START Record extracts

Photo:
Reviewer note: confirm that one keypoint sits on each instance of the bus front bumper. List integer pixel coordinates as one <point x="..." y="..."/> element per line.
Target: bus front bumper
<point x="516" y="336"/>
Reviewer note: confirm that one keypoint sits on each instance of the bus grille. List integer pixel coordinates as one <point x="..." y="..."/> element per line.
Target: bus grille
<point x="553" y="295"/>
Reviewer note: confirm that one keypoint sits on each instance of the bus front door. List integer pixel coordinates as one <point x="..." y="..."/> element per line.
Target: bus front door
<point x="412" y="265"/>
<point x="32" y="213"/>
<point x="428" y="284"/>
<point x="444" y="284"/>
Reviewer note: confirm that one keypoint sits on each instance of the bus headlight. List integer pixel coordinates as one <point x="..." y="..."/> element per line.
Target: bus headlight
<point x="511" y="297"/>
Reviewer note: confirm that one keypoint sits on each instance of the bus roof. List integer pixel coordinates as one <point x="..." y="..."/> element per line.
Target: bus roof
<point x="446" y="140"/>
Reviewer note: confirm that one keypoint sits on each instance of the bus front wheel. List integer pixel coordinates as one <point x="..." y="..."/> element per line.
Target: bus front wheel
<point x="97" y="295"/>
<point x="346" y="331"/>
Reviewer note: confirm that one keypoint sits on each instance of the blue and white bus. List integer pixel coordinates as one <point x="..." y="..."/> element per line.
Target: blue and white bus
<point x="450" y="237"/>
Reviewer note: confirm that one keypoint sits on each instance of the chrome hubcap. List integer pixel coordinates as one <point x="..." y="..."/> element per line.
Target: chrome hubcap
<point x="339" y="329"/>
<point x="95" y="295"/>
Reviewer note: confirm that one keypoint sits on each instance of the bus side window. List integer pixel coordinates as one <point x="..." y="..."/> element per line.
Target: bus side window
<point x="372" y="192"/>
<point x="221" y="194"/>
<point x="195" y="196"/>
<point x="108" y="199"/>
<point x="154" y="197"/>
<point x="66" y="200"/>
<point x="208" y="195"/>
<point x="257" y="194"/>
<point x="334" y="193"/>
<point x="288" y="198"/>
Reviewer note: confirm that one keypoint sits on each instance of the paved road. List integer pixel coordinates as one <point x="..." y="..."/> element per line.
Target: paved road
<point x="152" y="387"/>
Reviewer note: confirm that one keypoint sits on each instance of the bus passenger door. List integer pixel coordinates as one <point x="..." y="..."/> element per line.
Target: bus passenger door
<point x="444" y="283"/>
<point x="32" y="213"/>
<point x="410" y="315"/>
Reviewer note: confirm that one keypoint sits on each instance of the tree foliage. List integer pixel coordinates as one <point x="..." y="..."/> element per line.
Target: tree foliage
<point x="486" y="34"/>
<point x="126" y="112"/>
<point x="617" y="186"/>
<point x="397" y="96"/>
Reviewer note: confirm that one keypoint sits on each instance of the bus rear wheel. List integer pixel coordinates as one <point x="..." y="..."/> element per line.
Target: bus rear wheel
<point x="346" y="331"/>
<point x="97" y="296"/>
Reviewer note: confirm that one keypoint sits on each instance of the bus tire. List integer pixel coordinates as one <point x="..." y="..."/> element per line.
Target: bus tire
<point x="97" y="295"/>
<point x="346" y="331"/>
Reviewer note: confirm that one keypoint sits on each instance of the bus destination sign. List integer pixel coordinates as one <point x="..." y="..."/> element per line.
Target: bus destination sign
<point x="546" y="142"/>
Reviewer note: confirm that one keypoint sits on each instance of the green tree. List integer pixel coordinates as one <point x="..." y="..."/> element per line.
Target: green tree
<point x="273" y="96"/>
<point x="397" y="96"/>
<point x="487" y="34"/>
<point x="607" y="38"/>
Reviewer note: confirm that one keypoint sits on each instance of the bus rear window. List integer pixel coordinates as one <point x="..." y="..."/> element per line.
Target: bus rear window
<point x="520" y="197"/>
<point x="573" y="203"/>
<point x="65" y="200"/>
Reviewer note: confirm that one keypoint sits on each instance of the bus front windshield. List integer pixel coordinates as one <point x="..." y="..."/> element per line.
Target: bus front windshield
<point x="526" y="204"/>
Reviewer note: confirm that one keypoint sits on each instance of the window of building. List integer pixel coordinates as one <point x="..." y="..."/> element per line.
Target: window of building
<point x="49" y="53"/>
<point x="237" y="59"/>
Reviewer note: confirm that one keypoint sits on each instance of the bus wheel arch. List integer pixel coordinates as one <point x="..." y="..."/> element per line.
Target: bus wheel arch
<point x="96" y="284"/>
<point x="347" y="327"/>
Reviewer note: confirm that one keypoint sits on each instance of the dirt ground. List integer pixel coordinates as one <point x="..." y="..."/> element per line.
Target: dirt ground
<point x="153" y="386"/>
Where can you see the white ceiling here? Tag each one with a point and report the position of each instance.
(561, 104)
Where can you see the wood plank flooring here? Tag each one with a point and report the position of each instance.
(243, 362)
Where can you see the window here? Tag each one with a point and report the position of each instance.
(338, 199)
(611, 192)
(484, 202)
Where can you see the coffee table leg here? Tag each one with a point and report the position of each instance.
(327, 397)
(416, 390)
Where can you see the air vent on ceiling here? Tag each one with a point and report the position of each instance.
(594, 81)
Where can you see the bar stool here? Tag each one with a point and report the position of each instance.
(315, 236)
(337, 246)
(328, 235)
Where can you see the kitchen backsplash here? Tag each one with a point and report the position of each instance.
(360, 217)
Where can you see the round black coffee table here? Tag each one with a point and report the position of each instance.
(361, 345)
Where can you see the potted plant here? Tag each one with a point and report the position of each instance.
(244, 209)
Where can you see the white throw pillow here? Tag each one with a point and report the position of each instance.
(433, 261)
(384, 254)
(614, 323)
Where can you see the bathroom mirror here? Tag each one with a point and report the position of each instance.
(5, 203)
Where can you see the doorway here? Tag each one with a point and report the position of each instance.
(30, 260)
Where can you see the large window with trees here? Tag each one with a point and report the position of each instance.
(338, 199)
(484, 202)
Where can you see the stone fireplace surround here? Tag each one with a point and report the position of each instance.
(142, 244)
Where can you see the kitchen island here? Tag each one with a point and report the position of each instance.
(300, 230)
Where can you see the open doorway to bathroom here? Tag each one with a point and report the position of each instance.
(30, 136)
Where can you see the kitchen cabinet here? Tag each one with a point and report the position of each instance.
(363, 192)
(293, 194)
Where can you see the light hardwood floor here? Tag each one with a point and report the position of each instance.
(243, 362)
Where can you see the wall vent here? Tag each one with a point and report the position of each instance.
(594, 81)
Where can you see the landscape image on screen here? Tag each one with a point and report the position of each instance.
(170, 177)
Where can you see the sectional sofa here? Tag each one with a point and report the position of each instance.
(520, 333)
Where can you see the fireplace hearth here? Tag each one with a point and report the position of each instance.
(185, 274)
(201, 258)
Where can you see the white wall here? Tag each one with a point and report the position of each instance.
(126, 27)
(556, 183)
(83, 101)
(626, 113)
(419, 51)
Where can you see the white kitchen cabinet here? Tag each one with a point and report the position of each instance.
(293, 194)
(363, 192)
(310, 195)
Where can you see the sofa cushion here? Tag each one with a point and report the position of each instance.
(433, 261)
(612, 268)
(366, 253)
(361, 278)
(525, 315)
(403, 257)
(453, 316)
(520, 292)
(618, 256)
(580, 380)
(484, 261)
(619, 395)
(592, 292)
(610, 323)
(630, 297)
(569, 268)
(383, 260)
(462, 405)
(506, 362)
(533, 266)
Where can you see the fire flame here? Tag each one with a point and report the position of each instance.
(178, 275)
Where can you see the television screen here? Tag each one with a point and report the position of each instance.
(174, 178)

END Record extracts

Each record above has to be repeated word for word.

Photo:
Reviewer note: confirm that one keypoint sits on each instance of the bus front bumper. List integer pixel coordinates as one <point x="..." y="..."/> element per line.
Target: bus front bumper
<point x="516" y="336"/>
Reviewer note: confirm that one keypoint sits on each instance of the bus grille. List integer pixel coordinates as one <point x="..." y="..."/> element per line.
Target: bus grille
<point x="553" y="295"/>
Reviewer note: confirm that one keypoint sits on each instance of the bus front door. List integer pixel coordinates as one <point x="..." y="..."/> element per line.
Target: bus front door
<point x="412" y="265"/>
<point x="32" y="213"/>
<point x="428" y="284"/>
<point x="444" y="284"/>
Reviewer note: confirm that one keypoint sits on each instance of the bus headlight. List integer pixel coordinates as one <point x="..." y="..."/> element per line.
Target: bus headlight
<point x="511" y="297"/>
Reviewer note: confirm that one keypoint sits on each instance of the bus roof. List integer pixel coordinates as one <point x="..." y="..."/> element per line.
Target: bus roof
<point x="446" y="140"/>
Reviewer note: confirm that one keypoint sits on each instance of the bus front wheel. List integer pixel coordinates as one <point x="..." y="..."/> element per line.
Target: bus front wheel
<point x="97" y="295"/>
<point x="346" y="331"/>
Reviewer note: confirm that one keypoint sits on each instance of the blue and white bus. List integer pixel coordinates as one <point x="..." y="..."/> element per line.
Target: blue and white bus
<point x="450" y="237"/>
Reviewer note: confirm that one keypoint sits on each instance of the chrome hubcap. List integer pixel coordinates as one <point x="..." y="..."/> element per line.
Target: chrome hubcap
<point x="339" y="329"/>
<point x="95" y="295"/>
Reviewer note: confirm that one keypoint sits on each instance of the bus side window. List integer pixel coordinates as one <point x="..." y="..."/> element per line.
Target: bus side window
<point x="372" y="192"/>
<point x="221" y="194"/>
<point x="195" y="196"/>
<point x="108" y="199"/>
<point x="154" y="197"/>
<point x="66" y="200"/>
<point x="208" y="195"/>
<point x="257" y="194"/>
<point x="334" y="193"/>
<point x="288" y="198"/>
Reviewer note: confirm that one keypoint sits on each instance of the paved road. List integer pixel coordinates as one <point x="..." y="..."/> element per line.
Target: paved road
<point x="152" y="387"/>
Reviewer note: confirm that one keypoint sits on each instance of the bus passenger door. List integer pixel coordinates as one <point x="..." y="..."/> element per line.
Target: bus passenger door
<point x="444" y="283"/>
<point x="32" y="213"/>
<point x="410" y="315"/>
Reviewer note: confirm that one keypoint sits on each instance of the tree foliage. List integer pixel coordinates as one <point x="..." y="..."/> element per line.
Target: tree foliage
<point x="486" y="34"/>
<point x="126" y="112"/>
<point x="617" y="186"/>
<point x="397" y="96"/>
Reviewer note: confirm that one keypoint sits on each instance of the bus rear wheel. List integer pixel coordinates as one <point x="..." y="..."/> element per line.
Target: bus rear wheel
<point x="346" y="331"/>
<point x="97" y="296"/>
Reviewer note: confirm that one keypoint sits on each instance of the bus tire. List integer pixel coordinates as one <point x="..." y="..."/> element per line.
Target: bus tire
<point x="97" y="295"/>
<point x="346" y="331"/>
Reviewer note: confirm that one keypoint sits on each instance of the bus destination sign. List integer pixel coordinates as one <point x="..." y="..."/> element per line.
Target: bus destination sign
<point x="546" y="142"/>
Reviewer note: confirm that one keypoint sits on each instance of the green tree. List integer pixel coordinates as one <point x="..." y="..."/> element per line.
Target: green tree
<point x="273" y="96"/>
<point x="397" y="96"/>
<point x="487" y="34"/>
<point x="607" y="38"/>
Reviewer note: confirm that one keypoint sits on each instance of the bus rear window. List integer pixel coordinates as one <point x="..." y="..."/> element per line.
Target: bus rear window
<point x="520" y="197"/>
<point x="573" y="203"/>
<point x="65" y="200"/>
Reviewer note: confirm that one keypoint sits on each instance of the bus front windshield. List integer pixel coordinates as one <point x="..." y="..."/> element per line.
Target: bus front windshield
<point x="526" y="204"/>
Reviewer note: confirm that one keypoint sits on each instance of the window of building. List integer pixel coordinates as one <point x="..." y="..."/> element per line.
Target: window of building
<point x="49" y="53"/>
<point x="237" y="59"/>
Reviewer note: confirm that one keypoint sits on each instance of the bus wheel arch. List integer pixel coordinates as one <point x="..." y="..."/> element per line.
Target: bus wheel arch
<point x="96" y="284"/>
<point x="347" y="327"/>
Reviewer note: confirm that one keypoint sits on each instance of the dirt ground. List integer pixel coordinates as one <point x="..." y="..."/> element per line.
Target: dirt ground
<point x="153" y="386"/>
Where can you see the white ceiling here? Tag each one with a point and report the position of each instance.
(561, 104)
Where can you see the wood plank flooring here? Tag each one with a point and report the position of each instance.
(243, 362)
Where can you see the window here? Tag each one with a point and report the position of each instance.
(338, 199)
(611, 192)
(484, 202)
Where can you see the coffee table leg here? Tag each one with a point and report the position of each instance.
(327, 397)
(416, 390)
Where can you see the air vent on ceiling here? Tag each one with a point and report the position of each instance.
(594, 81)
Where can you see the bar stool here? Tag each one with a point and report the position of each instance.
(315, 236)
(337, 246)
(328, 235)
Where can you see the kitchen backsplash here? Tag each one with a point and report the position of each instance.
(360, 217)
Where can you see the round black coffee table here? Tag each one with a point and report the position of each instance.
(361, 345)
Where can you see the potted plant here? Tag each one with a point and report the position of each instance.
(244, 209)
Where can you see the white throw pillow here? Tag each one with a point and report the position of each instance.
(433, 261)
(384, 254)
(614, 323)
Where can you see the bathroom mirror here? Tag each one with a point and report the position of each instance.
(5, 203)
Where can you see the doorway here? Tag each one with a point and report the position of each instance.
(30, 260)
Where can you see the large window with trees here? Tag each one with a point and report the position of each instance.
(338, 199)
(484, 202)
Where can you see the stone fireplace surround here? Tag each one with a point and report the position of each instance.
(142, 244)
Where can you see the kitchen island here? Tag each one with a point and report the position of each instance.
(300, 230)
Where can you see the open doorway to bathroom here? Tag each one with a point and report the position of each instance.
(30, 136)
Where can you see the kitchen cabinet here? Tag each one with a point and report the position of each instance.
(363, 192)
(293, 194)
Where can you see the light hardwood floor here? Tag each one with a point and report the position of each instance.
(243, 362)
Where can you see the wall vent here? Tag each one with a point and report the position of each instance.
(594, 81)
Where can you see the landscape image on screen here? Tag each one with a point and report the position of each instance.
(170, 177)
Where can you see the sectional sofa here? Tag each one with a point and report the position of each instance.
(520, 333)
Where can you see the fireplace hearth here? Tag each one with a point and report the position of each instance.
(185, 274)
(201, 258)
Where can you see the white wall here? Tag each one with a point and report the position of each instance.
(126, 27)
(556, 183)
(83, 101)
(626, 113)
(419, 51)
Where can you see the white kitchen cabinet here? Tag each one with a point and report the position of each instance.
(293, 194)
(363, 192)
(310, 195)
Where can you see the sofa cushion here? Tag each one with a point and report the position of each instance.
(433, 261)
(612, 268)
(366, 253)
(361, 278)
(525, 315)
(403, 257)
(453, 316)
(520, 292)
(618, 256)
(580, 380)
(484, 261)
(619, 395)
(592, 292)
(610, 323)
(630, 297)
(569, 268)
(383, 260)
(462, 405)
(506, 362)
(533, 266)
Where can you see the fire flame here? Tag each one with a point and report the position of each instance.
(178, 275)
Where can you see the television screen here? Tag each one with a point and report the position of each instance.
(174, 178)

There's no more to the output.